**Set exercise:** Copy all of the following material word for word, without changing anything.

**Records for the exercise:**
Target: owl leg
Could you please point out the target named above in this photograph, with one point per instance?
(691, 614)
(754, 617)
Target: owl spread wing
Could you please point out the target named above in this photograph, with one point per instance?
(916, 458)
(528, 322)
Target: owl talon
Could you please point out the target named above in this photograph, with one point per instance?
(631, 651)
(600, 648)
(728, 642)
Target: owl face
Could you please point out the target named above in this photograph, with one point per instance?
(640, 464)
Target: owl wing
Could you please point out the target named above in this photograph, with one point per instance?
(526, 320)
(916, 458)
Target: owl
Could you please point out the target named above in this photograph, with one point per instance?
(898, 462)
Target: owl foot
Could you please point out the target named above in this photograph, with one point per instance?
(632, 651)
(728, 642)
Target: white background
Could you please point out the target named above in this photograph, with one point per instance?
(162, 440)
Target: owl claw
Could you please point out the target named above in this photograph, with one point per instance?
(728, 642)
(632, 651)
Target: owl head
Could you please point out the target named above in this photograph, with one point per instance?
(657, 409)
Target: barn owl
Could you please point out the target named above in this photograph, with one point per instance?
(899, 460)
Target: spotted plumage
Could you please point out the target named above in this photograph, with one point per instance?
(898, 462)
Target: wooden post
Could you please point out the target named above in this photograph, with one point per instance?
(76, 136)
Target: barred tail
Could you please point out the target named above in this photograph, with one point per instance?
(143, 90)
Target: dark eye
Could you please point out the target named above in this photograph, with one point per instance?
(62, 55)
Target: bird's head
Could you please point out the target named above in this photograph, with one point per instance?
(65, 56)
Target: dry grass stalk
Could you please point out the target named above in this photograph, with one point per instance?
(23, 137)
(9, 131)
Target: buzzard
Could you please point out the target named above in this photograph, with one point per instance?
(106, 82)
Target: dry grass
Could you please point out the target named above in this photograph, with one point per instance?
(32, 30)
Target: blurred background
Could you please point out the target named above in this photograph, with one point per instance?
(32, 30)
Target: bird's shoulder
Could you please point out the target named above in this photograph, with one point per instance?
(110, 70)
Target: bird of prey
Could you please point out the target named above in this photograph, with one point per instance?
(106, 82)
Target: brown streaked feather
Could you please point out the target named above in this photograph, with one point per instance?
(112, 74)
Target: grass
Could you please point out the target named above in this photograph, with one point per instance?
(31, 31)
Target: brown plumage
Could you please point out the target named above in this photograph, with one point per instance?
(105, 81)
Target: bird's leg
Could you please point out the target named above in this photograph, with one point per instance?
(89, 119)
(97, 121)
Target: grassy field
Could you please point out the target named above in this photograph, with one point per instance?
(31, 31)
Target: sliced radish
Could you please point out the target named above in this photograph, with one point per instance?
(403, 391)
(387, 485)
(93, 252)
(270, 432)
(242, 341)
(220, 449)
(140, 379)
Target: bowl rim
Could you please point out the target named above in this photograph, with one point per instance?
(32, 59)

**Expected answer:**
Target: owl leg
Could you please point out the target named above in this photograph, with one point per instance?
(691, 614)
(754, 617)
Target: owl spread wing
Could you please point out the target named above in this photograph, with one point per instance?
(916, 458)
(528, 322)
Target: owl talon
Could you please point out the target named above in this photograph, with one point per instance?
(631, 651)
(600, 648)
(728, 642)
Target: owl face
Could you please point out the target named above in this photograph, with one point per instance?
(640, 464)
Target: owl wing
Could you please point out the target named above in this photograph, with one point per instance?
(526, 320)
(916, 458)
Target: owl
Could you please point out the target named above in this photograph, with one point per instance?
(898, 462)
Target: owl foot
Could you please point out the target named above in this photograph, with one point per instance?
(632, 651)
(728, 642)
Target: white background
Could you please point out the target named above in this photograph, with one point per instance?
(162, 440)
Target: owl claw
Could you please point out the target named above in this photograph, with one point per instance?
(728, 642)
(632, 651)
Target: owl head
Could you please point out the target named above in this photograph, with one point per instance?
(657, 409)
Target: barn owl
Could you please point out the target named above in this photograph, with one point per instance?
(899, 460)
Target: spotted plumage
Could you please point out the target named above in this photograph, with one point per instance?
(898, 462)
Target: wooden post
Could you please point out the target named above in this photograph, with one point per instance?
(76, 136)
Target: barred tail
Could you please point out the target named above in this photograph, with one point per instance?
(143, 90)
Target: dark eye
Could you please point out the target named above in this photograph, with one point per instance?
(62, 55)
Target: bird's head
Could you please point out the target named above in this photograph, with one point per instance?
(65, 56)
Target: dry grass stalk
Could you please point out the target named above in this photograph, with one point per instance?
(23, 137)
(9, 131)
Target: buzzard
Could you please point out the target named above in this photograph, with one point per instance?
(106, 82)
Target: dry grass
Could you please point out the target named above in this photograph, with one point per instance?
(32, 30)
Target: blurred background
Could you please point out the target named above in this photograph, with one point per instance?
(32, 30)
Target: bird's shoulder
Could you please point out the target named above in this photograph, with one point per instance?
(110, 70)
Target: bird of prey
Could you please point out the target named above in this photograph, with one point per instance?
(106, 82)
Target: brown streaked feather
Could you please point out the target named above in this photograph, with one point per instance?
(112, 74)
Target: grass
Could you please point out the target named above in this photograph, with one point per instance?
(31, 31)
Target: brown plumage
Could you please point out the target named above in this photograph, with one point per instance?
(105, 81)
Target: bird's leg
Could you please point out the target named above in this photograph, with one point per instance?
(89, 119)
(97, 121)
Target: grassy field
Could you please point out the target named above in this photograph, with one point per instance?
(31, 31)
Target: sliced radish
Could you please point out the target named above in this photograph, with one point per instance?
(403, 391)
(387, 485)
(93, 252)
(270, 432)
(242, 341)
(220, 449)
(140, 379)
Target: bowl rim
Could you please point out the target named above in this photograph, with one point per instance?
(32, 59)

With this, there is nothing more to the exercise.